任务要求:
**A.** 依据正文中的寄语,说明金国藩认为北大工学院有希望办好的理由,限一至三句话。
**B.** 据正文,金国藩于哪一年当选为中国工程院院士?

正文:
=====

文/沈叶 龙昊
【人物名片】
金国藩,浙江绍兴人,1929年1月8日出生在沈阳。1950年毕业于北京大学工学院机械系,留校任教。1952年院系调整后到清华大学机械系工作。曾任清华大学精密仪器与机械学系主任,清华大学机械工程学院院长,1990-1995年任国家自然科学基金委员会副主任,1994年当选为中国工程院院士。2002年、2005年,连续当选世界光学学会(ICO)副主席。
【寄语】
真正一个工学院要办好,理科基础要非常好,这样创新能力比较强。这也是为什么说现在北大工学院有希望办好的原因。我给北大工学院提过一个建议,不要跟清华对着干。清华已经干了几十年,至少十几年了,北大应该扬长避短,做一些国家需要但清华还没有开展的,然后我们利用北大的综合优势,比清华更强。我觉得北大工学院很有希望,会有美好的前景。”
(一)
金国藩出生于一个书香世家。

=====

所收材料:
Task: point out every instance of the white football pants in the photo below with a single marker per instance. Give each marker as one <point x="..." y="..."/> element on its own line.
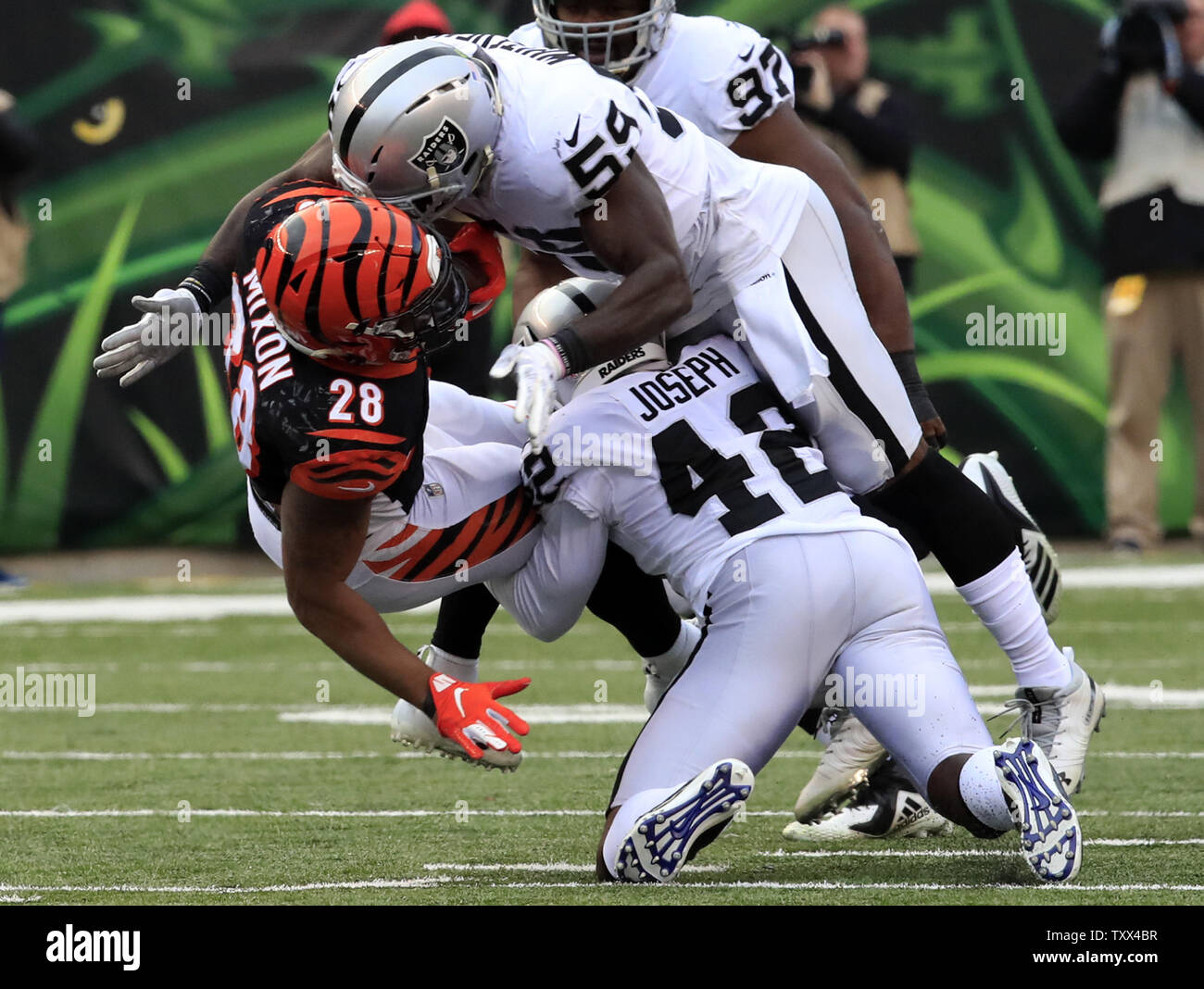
<point x="844" y="614"/>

=====

书面作答:
**A.** 金国藩指出,一个工学院要真正办好,理科基础必须非常好,这样创新能力才比较强。他表示,这正是北大工学院有希望办好的原因。

**B.** 1994年。